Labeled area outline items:
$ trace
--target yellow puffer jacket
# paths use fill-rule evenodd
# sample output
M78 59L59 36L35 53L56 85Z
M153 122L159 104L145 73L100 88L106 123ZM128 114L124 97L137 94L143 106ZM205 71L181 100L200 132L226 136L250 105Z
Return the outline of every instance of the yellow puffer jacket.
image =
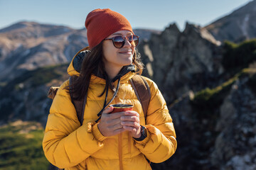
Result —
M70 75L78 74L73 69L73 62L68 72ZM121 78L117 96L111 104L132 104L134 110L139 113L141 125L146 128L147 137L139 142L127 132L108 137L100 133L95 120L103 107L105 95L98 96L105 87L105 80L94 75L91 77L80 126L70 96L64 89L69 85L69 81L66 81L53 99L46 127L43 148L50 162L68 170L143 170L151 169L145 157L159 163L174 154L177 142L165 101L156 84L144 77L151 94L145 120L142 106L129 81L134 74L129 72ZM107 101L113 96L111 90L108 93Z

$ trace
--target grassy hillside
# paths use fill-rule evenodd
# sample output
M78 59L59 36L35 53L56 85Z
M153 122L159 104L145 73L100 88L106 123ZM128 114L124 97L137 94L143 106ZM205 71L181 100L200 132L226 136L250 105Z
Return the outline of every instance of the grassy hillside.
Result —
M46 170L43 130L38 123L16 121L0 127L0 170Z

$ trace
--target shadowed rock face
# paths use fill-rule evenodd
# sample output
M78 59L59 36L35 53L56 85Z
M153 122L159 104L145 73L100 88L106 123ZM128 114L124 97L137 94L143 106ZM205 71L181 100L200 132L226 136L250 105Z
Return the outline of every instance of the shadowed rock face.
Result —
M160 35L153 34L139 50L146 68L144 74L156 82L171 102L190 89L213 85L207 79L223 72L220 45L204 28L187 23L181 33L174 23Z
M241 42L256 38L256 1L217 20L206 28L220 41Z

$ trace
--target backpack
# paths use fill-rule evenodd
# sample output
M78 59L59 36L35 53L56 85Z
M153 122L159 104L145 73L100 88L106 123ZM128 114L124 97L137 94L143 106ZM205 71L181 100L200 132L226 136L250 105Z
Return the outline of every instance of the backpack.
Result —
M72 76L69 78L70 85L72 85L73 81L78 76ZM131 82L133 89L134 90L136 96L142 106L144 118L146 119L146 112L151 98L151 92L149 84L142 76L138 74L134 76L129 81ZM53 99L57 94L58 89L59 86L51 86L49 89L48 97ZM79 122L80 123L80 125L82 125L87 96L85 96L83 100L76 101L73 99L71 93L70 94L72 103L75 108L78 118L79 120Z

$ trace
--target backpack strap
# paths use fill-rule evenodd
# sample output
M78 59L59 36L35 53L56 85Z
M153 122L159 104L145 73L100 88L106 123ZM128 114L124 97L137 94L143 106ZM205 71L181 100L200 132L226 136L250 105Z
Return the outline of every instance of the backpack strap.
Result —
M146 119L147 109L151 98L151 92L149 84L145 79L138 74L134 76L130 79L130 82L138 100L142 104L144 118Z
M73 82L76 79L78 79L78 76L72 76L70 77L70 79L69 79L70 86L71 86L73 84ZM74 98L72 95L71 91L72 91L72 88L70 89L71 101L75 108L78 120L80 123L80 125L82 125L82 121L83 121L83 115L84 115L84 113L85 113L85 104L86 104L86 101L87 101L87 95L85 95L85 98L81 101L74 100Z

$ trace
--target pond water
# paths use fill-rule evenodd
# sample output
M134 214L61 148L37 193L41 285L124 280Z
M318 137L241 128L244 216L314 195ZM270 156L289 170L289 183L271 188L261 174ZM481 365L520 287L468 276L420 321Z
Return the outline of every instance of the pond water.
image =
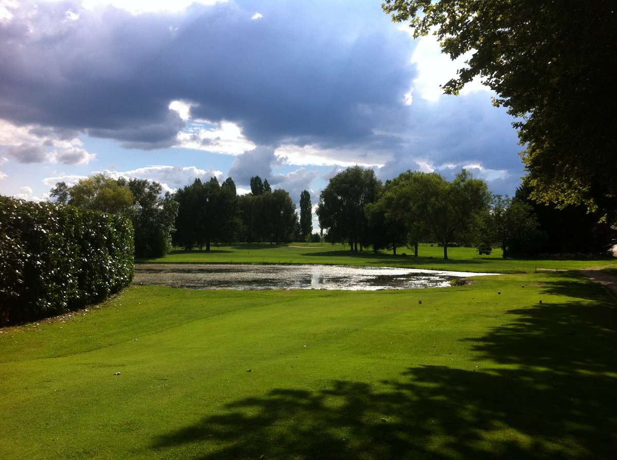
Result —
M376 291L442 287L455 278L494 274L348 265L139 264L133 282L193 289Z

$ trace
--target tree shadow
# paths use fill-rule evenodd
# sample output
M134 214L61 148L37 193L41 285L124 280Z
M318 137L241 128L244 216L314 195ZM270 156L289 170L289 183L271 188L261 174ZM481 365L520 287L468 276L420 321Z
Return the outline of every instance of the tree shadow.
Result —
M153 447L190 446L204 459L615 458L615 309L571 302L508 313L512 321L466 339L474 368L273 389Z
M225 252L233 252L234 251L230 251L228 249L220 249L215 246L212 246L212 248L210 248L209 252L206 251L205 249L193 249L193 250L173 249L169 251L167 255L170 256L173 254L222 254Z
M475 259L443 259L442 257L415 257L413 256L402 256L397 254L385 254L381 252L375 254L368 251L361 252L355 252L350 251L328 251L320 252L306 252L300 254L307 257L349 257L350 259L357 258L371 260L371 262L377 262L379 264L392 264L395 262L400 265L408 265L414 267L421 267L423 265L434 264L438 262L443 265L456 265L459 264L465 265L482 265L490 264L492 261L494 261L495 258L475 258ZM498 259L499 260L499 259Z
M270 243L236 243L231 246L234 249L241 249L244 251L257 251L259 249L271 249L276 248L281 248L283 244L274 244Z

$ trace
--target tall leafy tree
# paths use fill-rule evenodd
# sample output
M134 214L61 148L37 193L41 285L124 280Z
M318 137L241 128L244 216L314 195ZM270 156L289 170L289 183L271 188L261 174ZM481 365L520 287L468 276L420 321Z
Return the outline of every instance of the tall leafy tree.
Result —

STATED TASK:
Copy the listing exactly. Any image in it stays out of the copy.

SOLVED PROBLEM:
$ trace
--target yellow puffer jacket
# paths use fill-rule evenodd
# sample output
M78 59L59 36L35 53L56 85Z
M153 122L159 104L145 73L100 88L106 123ZM128 114L124 97L137 94L143 106ZM205 71L181 100L200 132L226 136L250 105Z
Return the outline of every instance of the yellow puffer jacket.
image =
Result —
M70 75L78 74L73 69L73 62L68 72ZM121 78L117 96L111 104L132 104L134 110L139 113L141 125L146 128L147 137L139 142L127 132L108 137L100 133L95 120L103 107L105 95L98 96L105 87L105 80L94 75L91 77L80 126L70 96L64 89L69 85L69 81L66 81L53 99L46 127L43 148L50 162L68 170L143 170L151 169L145 157L159 163L174 154L177 142L165 101L156 84L144 77L151 94L145 120L142 106L129 81L134 74L129 72ZM107 101L113 96L111 90L108 93Z

$ trace
--target grassy hillside
# paths use fill-rule evenodd
# sample output
M78 59L59 36L35 53L56 85Z
M153 122L159 104L145 73L100 88L106 123ZM128 114L124 97L137 94L143 106ZM205 71L181 100L200 132L226 136L250 105Z
Return the outline of every instance of the grassy hillside.
Result —
M46 170L43 130L38 123L16 121L0 127L0 170Z

$ trace
--target shadowed rock face
# paths use fill-rule evenodd
# sample output
M78 59L59 36L35 53L56 85Z
M153 122L159 104L145 73L100 88L106 123ZM128 114L124 97L137 94L143 106ZM205 71L181 100L200 132L226 136L250 105Z
Return the outline of every instance of the shadowed rock face.
Result —
M160 35L153 34L139 50L146 68L144 74L156 82L171 102L190 89L213 85L207 79L223 72L220 45L204 28L187 23L181 33L174 23Z
M241 42L256 38L256 1L217 20L206 28L220 41Z

$ trace
--target backpack
# paths use fill-rule evenodd
# sample output
M78 59L59 36L35 53L56 85Z
M153 122L159 104L145 73L100 88L106 123ZM128 114L124 97L137 94L143 106ZM205 71L181 100L200 132L226 136L250 105Z
Return the outline of every instance of the backpack.
Result —
M72 76L69 78L70 85L72 85L73 81L78 76ZM131 82L133 89L134 90L136 96L142 106L144 118L146 119L146 112L151 98L151 92L149 84L142 76L138 74L134 76L129 81ZM53 99L57 94L58 89L59 86L51 86L49 89L48 97ZM79 122L80 123L80 125L82 125L87 96L85 96L83 100L76 101L73 99L71 93L70 94L72 103L75 108L78 118L79 120Z

$ trace
--target backpack strap
# paths use fill-rule evenodd
# sample output
M78 59L59 36L35 53L56 85Z
M153 122L159 104L145 73L100 88L106 123ZM128 114L124 97L137 94L143 106ZM205 71L181 100L200 132L226 136L250 105Z
Return the outline of every instance of the backpack strap.
Result —
M146 119L147 109L151 98L151 92L149 84L145 79L138 74L134 76L130 79L130 82L138 100L142 104L144 118Z
M73 82L76 79L78 79L78 76L72 76L70 77L70 79L69 79L70 86L71 86L73 84ZM74 98L72 95L71 91L72 91L72 88L70 89L71 101L75 108L78 120L80 123L80 125L82 125L82 121L83 121L83 115L84 115L84 113L85 113L85 104L86 104L86 101L87 101L87 95L85 95L85 98L81 101L74 100Z

$ trace
--target pond water
# paths use fill-rule evenodd
# sample output
M134 214L61 148L37 193L41 285L124 280Z
M318 137L241 128L244 216L314 195ZM270 156L289 170L289 183L271 188L261 174ZM481 365L520 287L468 276L420 321Z
Return the outline of every instance of the pond water.
image =
Result —
M376 291L442 287L455 278L494 274L348 265L139 264L133 282L193 289Z

$ trace
--target tree shadow
# paths use fill-rule evenodd
# sample output
M134 214L61 148L37 193L41 285L124 280Z
M318 137L241 128L244 216L314 195ZM270 156L289 170L289 183L271 188L261 174ZM481 365L520 287L468 276L420 321Z
Return the outline of every instance of the tree shadow.
Result —
M153 447L190 446L204 459L615 458L615 309L571 302L508 313L512 321L466 339L474 368L273 389Z
M225 252L233 252L234 251L230 251L228 249L220 249L215 246L212 246L212 248L210 248L209 252L206 251L205 249L193 249L193 250L173 249L169 251L167 255L170 256L173 254L222 254Z
M475 259L443 259L442 257L415 257L413 256L402 256L397 254L385 254L381 252L375 254L368 251L361 252L355 252L350 251L328 251L320 252L306 252L300 254L307 257L349 257L350 259L357 258L371 260L371 262L377 262L379 264L392 264L395 262L400 265L408 265L414 267L421 267L423 265L434 264L438 262L443 265L456 265L459 264L465 265L482 265L490 264L492 261L494 261L495 258L475 258ZM498 259L499 260L499 259Z
M270 243L236 243L231 246L234 249L241 249L244 251L257 251L259 249L271 249L276 248L281 248L283 244L274 244Z

$ trace
--target tall leafy tree
# paths use fill-rule evenodd
# sample output
M134 214L61 148L37 193L41 285L124 280Z
M318 137L241 128L244 216L314 195ZM270 156L289 170L289 183L271 188L261 174ZM481 365L520 287L468 276L420 321Z
Return the outline of every instance of the tall leafy tree.
Result —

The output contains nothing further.